##### Dataset records

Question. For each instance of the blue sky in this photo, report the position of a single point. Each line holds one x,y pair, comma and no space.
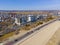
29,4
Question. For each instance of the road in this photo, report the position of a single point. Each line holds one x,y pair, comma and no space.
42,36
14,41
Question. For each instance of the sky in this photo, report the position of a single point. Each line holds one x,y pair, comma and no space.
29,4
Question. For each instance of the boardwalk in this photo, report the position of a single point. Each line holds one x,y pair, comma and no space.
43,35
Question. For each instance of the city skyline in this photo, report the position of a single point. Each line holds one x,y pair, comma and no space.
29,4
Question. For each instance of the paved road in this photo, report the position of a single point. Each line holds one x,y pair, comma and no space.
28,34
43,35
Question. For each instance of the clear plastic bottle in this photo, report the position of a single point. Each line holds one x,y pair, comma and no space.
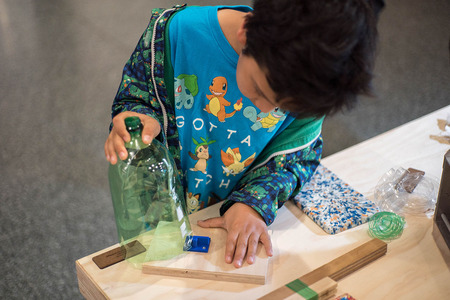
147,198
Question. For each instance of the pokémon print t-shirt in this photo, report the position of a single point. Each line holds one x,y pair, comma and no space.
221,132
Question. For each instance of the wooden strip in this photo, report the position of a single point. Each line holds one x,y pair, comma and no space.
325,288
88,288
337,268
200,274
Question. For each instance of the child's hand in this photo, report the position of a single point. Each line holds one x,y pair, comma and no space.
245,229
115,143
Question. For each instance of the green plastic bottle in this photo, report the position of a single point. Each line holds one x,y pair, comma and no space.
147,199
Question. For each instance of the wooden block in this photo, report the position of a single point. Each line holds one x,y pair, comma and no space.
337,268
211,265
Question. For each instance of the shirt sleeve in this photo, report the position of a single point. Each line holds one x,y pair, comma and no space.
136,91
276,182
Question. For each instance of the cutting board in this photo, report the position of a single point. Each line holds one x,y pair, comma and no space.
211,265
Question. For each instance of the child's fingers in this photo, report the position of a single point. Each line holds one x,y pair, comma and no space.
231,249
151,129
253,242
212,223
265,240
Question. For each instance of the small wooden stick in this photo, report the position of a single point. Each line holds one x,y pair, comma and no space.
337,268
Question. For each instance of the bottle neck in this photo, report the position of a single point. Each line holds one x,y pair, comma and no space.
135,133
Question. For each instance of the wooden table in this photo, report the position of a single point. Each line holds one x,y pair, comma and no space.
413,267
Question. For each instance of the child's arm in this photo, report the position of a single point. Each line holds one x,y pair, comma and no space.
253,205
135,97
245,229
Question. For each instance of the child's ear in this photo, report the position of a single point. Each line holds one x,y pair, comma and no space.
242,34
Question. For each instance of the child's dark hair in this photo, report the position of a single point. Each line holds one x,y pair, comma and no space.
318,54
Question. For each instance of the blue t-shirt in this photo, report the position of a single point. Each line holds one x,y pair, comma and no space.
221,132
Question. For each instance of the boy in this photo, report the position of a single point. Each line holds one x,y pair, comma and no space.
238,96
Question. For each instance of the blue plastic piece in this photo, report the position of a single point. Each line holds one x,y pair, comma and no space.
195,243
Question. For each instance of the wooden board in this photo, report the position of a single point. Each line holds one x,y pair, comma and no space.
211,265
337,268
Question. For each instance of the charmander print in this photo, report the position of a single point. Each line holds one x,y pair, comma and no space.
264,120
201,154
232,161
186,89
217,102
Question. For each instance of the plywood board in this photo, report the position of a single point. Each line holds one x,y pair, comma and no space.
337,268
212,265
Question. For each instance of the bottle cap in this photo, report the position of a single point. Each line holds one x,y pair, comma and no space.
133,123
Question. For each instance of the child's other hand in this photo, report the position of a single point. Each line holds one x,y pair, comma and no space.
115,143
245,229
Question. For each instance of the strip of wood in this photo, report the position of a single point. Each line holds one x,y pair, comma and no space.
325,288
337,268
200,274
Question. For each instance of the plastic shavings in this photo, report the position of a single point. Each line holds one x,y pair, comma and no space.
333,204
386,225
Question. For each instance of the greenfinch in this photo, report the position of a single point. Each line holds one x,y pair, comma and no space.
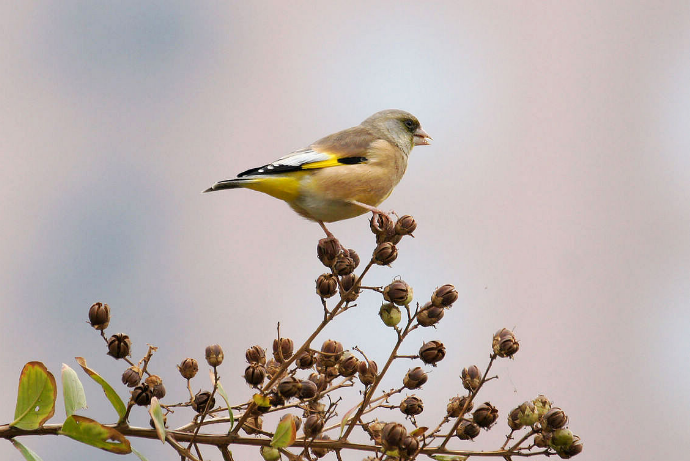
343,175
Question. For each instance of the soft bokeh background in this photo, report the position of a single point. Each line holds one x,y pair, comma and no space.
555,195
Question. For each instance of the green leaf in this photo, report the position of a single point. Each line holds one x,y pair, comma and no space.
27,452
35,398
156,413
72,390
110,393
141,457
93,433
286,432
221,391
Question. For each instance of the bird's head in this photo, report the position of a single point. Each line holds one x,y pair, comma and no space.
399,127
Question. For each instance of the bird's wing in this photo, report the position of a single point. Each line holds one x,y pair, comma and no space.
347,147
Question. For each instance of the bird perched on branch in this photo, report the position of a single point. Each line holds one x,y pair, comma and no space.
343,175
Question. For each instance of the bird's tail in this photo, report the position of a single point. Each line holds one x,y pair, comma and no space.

##########
##### Dataset records

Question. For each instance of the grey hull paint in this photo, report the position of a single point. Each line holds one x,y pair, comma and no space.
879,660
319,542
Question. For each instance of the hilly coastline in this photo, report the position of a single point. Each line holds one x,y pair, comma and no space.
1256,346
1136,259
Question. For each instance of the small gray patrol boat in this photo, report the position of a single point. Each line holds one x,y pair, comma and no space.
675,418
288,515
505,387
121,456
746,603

##########

What you should do:
Locate each line in the records above that contains the string "print" and copy those lines out, treating uppercase and lowercase as different.

Answer to this exercise:
Question. For each instance of the pokémon print t-shirt in this photo, report the position of a single point. Each line holds one x,y pair, comma and no space.
Question. For each instance of the charmander print in this photo, report the position of a single point. Each line holds one x,y pair, comma and no space.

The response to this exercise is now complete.